__Set exercise__
Copy out each of the records below word for word, keeping every line unchanged and in the same order.

## BEGIN Provided material

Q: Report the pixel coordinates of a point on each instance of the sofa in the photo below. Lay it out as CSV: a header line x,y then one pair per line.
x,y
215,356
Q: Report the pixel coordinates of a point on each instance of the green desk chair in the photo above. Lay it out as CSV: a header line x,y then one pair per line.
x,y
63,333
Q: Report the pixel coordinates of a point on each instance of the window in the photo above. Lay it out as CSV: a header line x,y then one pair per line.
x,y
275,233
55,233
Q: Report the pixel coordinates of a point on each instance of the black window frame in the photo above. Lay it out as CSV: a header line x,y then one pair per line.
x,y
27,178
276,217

## END Provided material

__Output of the task__
Q: Report the pixel coordinates of a point on each instance of the sofa in the photo below. Lay it out as CSV: a header line x,y then one pair per line.
x,y
215,356
Q: Report the pixel coordinates of a point on each instance of the green desk chair in the photo above. Lay it out as CSV: a header line x,y then one pair per line.
x,y
63,333
Q: Report the pixel coordinates of a point on each instance of the window in the photo above. Lay it out as CSV: a header line x,y then one pair per line.
x,y
275,233
55,233
Q: Report the pixel coordinates of a point on each instance of the black window frame in the photo above. Lay it out as CSV: a header line x,y then one pair per line.
x,y
27,178
276,217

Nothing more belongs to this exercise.